:: Textauszug ::

Auktionator Eric Wilbois sammelt kunstvolle Dinge
Alles, nur kein Laminat!
Münster
Seit 40 Jahren versteigert Eric Wilbois Kunst: Nachlässe, wertvolle Stücke aus Haushaltsauflösungen, eigentlich alles, was so an kostbaren Dingen aus privater Hand stammt.
Eric Wilbois blickt auf die Stapel an Teppichen, die mitten in seinem Geschäft lagern. „Junge Leute legen sich das nicht mehr hin“, bedauert der 68-Jährige aufrichtig. Fast liebevoll streicht er über die zusammengefaltete Seide, darunter schlummert ein Orientteppich. Wilbois weiß um deren Wert, aber kennt die heutige Zeit: „Die jungen Leute wollen Laminat von Ikea.“
Damit kann der Auktionator und Kunst-Sachverständige nun so gar nicht dienen – und will das auch nicht hier in seiner Welt. Seit 40 Jahren versteigert Wilbois Kunst: Nachlässe, wertvolle Stücke aus Haushaltsauflösungen, eigentlich alles, was so an kostbaren Dingen aus privater Hand stammt. Manchmal kommt der Auftrag direkt von der Bank, wenn der Schuldner nicht mehr zahlen kann.
Eigentlich wollte Wilbois Journalist werden, als er einst mit seiner weißen Ente aus Trier nach Münster rollte – zum Publizistik-Studium. Eher zufällig verschlug es ihn dann in den Kunstmarkt. Nach dem Besuch seiner ersten Auktion 1975 in Saarbrücken nahm alles seinen Lauf – „als damals mit 28 Jahren jüngster Kunst-Auktionator Deutschlands“. Anfangs noch mit seiner Frau, die früh verstarb, und einem Kompagnon, den danach dasselbe Schicksal ereilte.

:::
:: Datenzeilen ::

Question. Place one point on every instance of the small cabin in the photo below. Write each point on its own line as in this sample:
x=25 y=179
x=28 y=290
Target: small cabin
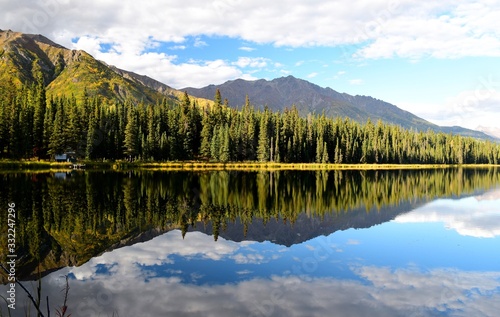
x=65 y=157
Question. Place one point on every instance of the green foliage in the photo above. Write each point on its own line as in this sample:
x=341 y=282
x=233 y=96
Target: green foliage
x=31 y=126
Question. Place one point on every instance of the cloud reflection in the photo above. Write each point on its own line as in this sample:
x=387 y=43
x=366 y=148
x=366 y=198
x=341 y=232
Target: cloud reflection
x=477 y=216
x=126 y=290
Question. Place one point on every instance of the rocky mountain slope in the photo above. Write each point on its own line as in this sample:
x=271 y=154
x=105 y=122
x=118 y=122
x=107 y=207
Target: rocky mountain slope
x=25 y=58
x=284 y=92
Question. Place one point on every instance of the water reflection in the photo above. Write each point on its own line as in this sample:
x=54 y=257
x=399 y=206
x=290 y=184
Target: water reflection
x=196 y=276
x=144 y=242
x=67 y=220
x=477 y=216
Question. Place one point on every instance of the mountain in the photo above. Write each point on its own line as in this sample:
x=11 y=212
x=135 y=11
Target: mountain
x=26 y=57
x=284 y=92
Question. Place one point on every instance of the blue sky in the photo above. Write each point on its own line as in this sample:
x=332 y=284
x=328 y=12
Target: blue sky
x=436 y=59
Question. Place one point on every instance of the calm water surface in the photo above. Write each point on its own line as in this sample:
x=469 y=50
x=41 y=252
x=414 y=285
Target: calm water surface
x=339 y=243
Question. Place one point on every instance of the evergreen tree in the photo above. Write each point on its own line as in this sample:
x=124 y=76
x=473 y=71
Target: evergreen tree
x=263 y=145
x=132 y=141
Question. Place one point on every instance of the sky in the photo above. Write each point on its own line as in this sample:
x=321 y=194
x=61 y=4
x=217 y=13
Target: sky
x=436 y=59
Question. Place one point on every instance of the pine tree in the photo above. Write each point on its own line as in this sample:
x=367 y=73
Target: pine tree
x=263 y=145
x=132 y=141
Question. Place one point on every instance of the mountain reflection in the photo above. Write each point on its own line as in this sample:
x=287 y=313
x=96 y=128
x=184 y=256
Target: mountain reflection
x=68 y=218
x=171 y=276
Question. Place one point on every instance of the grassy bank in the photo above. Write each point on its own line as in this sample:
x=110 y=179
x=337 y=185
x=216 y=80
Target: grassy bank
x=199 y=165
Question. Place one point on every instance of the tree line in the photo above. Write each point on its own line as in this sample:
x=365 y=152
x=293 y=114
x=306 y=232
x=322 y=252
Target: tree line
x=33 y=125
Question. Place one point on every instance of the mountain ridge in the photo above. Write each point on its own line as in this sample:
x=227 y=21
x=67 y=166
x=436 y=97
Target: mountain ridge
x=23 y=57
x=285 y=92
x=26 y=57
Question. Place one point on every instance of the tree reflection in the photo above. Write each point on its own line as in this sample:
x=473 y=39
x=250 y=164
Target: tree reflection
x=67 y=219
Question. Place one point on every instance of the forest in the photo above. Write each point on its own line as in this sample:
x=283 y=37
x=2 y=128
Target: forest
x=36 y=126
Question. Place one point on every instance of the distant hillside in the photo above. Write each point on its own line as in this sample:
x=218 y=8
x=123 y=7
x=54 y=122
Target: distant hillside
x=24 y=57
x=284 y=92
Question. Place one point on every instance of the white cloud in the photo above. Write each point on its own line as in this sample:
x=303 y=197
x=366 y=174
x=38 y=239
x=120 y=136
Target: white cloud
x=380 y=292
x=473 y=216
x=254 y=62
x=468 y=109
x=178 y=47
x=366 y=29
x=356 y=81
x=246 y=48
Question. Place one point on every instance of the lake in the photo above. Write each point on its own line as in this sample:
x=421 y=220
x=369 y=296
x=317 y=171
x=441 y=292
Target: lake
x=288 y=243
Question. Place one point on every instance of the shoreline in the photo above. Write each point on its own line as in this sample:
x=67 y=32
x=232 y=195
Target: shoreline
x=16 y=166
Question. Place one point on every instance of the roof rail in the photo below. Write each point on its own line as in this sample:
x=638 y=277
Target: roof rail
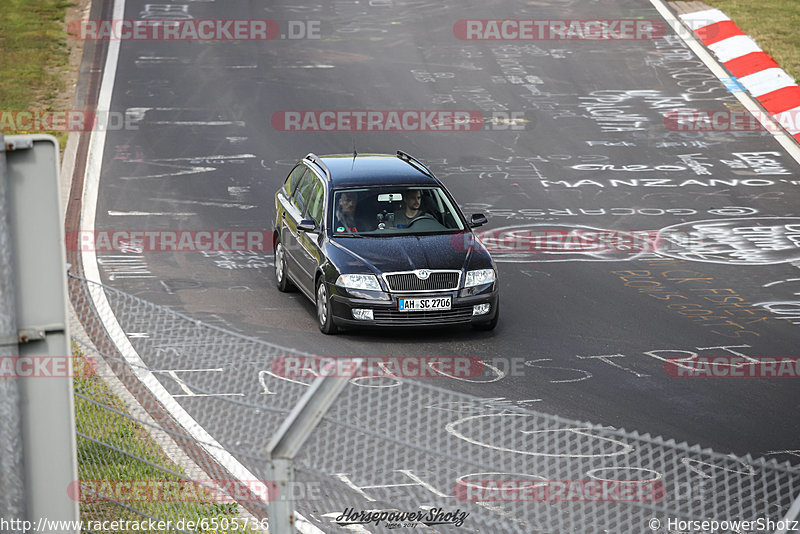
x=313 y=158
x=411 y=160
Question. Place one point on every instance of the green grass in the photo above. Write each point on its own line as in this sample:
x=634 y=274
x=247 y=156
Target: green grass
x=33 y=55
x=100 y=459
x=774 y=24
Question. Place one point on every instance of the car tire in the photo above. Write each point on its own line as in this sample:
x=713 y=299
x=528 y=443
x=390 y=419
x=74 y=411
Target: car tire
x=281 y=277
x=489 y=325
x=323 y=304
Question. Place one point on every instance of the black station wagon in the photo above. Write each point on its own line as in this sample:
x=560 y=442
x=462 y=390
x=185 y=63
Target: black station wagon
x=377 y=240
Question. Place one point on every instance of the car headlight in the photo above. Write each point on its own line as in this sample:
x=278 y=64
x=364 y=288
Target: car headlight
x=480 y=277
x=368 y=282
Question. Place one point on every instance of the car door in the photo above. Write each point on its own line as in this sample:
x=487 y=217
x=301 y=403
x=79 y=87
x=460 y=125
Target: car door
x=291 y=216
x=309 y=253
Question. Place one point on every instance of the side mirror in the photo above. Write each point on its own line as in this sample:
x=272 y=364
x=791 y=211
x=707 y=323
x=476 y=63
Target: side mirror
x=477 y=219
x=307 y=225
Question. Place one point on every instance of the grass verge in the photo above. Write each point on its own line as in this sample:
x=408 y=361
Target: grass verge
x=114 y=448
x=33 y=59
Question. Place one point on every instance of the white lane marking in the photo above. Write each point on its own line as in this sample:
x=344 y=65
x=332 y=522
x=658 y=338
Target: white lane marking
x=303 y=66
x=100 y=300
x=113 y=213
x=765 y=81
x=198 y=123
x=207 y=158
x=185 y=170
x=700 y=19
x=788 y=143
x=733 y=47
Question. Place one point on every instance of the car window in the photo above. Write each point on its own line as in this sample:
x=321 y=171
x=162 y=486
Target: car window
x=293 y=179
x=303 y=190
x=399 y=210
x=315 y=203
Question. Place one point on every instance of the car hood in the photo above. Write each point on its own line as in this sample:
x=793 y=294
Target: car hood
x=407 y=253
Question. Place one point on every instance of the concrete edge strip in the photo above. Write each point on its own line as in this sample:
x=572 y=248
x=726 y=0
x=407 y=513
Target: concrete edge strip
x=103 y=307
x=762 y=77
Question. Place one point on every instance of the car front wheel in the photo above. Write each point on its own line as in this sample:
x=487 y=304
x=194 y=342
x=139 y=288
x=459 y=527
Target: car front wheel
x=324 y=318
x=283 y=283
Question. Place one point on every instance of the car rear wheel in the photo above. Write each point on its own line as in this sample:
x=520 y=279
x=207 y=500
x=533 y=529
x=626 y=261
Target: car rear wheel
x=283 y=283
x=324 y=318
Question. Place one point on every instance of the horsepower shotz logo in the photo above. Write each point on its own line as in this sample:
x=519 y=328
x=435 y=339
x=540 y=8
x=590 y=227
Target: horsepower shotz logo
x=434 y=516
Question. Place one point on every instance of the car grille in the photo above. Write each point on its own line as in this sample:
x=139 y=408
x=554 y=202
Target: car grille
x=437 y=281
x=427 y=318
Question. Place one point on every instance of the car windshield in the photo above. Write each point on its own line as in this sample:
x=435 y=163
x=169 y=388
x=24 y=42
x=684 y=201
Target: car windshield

:::
:: Datenzeilen ::

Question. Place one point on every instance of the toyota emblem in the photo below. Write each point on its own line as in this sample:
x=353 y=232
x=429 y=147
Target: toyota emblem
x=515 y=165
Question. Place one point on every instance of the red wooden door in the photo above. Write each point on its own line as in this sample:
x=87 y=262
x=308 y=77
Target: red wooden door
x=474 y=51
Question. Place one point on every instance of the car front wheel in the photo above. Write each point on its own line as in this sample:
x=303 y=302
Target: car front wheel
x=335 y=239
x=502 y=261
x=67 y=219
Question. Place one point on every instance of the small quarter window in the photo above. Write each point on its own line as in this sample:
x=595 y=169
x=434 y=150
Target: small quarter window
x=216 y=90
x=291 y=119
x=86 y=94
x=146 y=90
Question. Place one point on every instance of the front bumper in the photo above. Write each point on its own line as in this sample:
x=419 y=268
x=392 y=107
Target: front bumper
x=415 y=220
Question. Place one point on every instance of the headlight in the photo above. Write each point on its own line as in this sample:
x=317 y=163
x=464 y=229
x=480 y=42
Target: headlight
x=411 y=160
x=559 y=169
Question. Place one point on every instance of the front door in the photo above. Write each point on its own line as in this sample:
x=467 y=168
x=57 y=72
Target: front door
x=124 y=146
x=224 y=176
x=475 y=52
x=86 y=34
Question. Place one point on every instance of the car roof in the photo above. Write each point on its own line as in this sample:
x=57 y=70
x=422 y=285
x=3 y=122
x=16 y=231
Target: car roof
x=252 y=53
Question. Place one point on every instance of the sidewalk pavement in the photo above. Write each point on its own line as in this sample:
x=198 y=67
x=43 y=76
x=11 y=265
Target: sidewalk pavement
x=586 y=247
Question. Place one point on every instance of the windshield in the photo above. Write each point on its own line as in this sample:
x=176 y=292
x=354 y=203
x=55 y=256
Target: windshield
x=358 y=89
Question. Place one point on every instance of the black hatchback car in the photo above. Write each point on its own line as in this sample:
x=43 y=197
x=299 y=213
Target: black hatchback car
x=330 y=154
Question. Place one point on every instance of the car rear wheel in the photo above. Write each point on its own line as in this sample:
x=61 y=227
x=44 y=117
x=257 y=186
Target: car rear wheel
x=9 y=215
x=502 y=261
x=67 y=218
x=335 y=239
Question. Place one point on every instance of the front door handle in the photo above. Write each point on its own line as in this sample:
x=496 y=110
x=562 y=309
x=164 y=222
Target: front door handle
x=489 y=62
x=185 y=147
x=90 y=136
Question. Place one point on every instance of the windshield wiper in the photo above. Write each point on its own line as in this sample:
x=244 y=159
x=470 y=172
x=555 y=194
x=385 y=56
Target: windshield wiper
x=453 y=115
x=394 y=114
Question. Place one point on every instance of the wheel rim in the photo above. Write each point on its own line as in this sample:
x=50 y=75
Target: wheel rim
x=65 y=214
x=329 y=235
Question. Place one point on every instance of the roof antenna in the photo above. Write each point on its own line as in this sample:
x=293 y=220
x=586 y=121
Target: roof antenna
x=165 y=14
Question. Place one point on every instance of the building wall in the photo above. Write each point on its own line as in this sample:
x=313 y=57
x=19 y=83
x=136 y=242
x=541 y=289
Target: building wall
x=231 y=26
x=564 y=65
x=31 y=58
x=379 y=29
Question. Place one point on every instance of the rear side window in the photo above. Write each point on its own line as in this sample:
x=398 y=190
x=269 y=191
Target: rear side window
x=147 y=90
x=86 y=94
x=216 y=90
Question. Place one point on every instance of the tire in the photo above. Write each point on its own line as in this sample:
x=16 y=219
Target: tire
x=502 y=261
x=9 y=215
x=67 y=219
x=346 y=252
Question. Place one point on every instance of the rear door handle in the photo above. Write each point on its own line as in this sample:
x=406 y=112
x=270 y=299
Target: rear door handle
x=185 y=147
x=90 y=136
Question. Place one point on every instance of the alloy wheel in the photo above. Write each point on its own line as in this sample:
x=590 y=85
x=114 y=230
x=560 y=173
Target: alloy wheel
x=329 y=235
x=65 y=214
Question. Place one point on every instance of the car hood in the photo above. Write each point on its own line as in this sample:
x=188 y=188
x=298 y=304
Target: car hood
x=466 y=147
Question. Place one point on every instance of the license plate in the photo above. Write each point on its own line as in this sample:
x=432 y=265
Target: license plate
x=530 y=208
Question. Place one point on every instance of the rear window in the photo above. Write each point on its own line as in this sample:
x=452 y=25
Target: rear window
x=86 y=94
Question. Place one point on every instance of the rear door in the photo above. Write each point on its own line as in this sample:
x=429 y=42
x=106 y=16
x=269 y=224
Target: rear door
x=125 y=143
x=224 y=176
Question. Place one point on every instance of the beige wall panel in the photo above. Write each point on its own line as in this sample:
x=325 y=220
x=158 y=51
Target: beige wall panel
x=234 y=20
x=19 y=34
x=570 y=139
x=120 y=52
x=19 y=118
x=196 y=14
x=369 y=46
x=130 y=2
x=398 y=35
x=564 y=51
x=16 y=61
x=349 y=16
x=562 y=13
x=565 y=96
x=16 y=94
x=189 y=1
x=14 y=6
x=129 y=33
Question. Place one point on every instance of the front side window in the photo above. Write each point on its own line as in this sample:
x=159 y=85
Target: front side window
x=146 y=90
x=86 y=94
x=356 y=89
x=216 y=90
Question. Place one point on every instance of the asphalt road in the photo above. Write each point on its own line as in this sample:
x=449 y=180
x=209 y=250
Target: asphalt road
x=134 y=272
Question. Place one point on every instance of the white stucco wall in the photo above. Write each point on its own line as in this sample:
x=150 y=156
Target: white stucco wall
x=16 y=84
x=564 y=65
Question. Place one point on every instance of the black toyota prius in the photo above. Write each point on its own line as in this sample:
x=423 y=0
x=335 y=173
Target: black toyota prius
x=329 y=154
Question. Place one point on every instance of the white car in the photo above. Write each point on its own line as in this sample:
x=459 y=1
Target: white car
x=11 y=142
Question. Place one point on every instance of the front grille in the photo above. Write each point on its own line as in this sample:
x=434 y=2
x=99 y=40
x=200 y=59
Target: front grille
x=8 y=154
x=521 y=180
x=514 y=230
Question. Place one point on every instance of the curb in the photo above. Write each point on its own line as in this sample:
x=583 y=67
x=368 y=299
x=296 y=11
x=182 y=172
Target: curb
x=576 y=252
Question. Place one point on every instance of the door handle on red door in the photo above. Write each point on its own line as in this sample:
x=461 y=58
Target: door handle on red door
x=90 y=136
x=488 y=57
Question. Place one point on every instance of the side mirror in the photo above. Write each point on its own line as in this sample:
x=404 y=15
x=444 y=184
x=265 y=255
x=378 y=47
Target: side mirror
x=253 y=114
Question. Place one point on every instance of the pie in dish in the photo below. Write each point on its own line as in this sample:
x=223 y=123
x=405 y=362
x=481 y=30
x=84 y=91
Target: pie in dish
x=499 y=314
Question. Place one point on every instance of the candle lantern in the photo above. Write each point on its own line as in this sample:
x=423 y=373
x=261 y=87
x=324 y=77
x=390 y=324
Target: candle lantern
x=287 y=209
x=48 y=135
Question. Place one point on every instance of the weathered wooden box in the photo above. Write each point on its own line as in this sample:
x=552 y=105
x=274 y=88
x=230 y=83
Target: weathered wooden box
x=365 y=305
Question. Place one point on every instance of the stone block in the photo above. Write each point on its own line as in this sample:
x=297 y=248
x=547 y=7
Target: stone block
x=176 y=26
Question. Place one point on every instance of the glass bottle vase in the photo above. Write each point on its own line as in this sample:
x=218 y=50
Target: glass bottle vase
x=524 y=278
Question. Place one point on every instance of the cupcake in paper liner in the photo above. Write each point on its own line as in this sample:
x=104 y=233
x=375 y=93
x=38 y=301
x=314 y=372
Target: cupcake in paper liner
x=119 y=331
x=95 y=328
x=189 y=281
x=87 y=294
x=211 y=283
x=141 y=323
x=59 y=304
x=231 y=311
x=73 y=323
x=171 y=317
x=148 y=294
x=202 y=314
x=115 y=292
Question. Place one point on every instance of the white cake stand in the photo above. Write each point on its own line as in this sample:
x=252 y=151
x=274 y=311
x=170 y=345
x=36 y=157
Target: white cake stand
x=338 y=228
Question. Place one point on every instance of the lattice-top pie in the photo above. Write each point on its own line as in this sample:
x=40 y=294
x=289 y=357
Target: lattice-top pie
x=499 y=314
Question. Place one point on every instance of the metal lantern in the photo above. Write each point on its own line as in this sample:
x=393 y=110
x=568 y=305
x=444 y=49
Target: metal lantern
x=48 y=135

:::

### Deine Aufgaben
a – Zähle alle Städte auf, die im Textauszug über den Auktionator Eric Wilbois genannt werden.
b – Schreibe den Textauszug über den Auktionator Eric Wilbois im Anschluss an seinen letzten Satz weiter.

### Gelöste Aufgaben
a – Münster, Trier, Saarbrücken

b –
In seinem Geschäftsraum an der Buddenstraße 27 unweit der Pinkus-Brauerei ist dieser Tage kaum ein Durchkommen. Wilbois` nächste Auktion, die 109. in seinem Berufsleben, wirft ihre Schatten voraus. Nicht nur, weil dabei am 2. April (ab 11 Uhr) unter anderem Gegenstände der 2014 verstorbenen Holocaust-Überlebenden Marga Spiegel unter den Hammer kommen, darunter Dali- und Chagall-Lithographien sowie Porzellan.
In den Vitrinen stehen Schalen und Figuren: „Meissen“, nickt Wilbois anerkennend. Daneben lächeln Puppen hinter Glas. In der Ecke lassen einige Marionetten Arme und Beine baumeln. Gegenüber von den Ölbildern kleiden gerahmte Stiche mit historischen Ansichten die Wand – alle nummeriert. „Restanten“, sagt Wilbois und scheint nicht unzufrieden, dass manches am Ende des Tages doch noch bei ihm bleibt. Schließlich liegen Geschäft und Zuhause nah beieinander.
Auf der Buddenstraße ist Wilbois schon seit Mitte der 70er-Jahre ansässig. Das Fachwerkhaus, das ihm gehört, hat er selbst renoviert: „1992 war ich fertig.“ Unter der Holztreppe, die nach oben in seinen 45 Quadratmeter großen Wohnbereich führt, steht eine glänzende, handpolierte braune Nussbaum-Kommode: „Mitte 18. Jahrhundert“.
Früher hätte man dafür wohl bis zu 12 000 Mark bekommen können. Jetzt ist Wilbois mit schon 1200 Euro zufrieden. „Heute sind kaum noch verlässliche Prognosen möglich.“ Die Zeiten ändern sich: „Die Anzahl der Erbfälle wird immer mehr, die Margen werden immer kleiner.“ Nachschub zu bekommen sei also kein Problem. Doch immer weniger Menschen interessieren sich für kunstvolle handgefertigte Dinge, wie Wilbois sie mag und vor allem schätzen kann. Schließlich darf er sich sogar von der Industrie- und Handelskammer vereidigter Sachverständiger nennen.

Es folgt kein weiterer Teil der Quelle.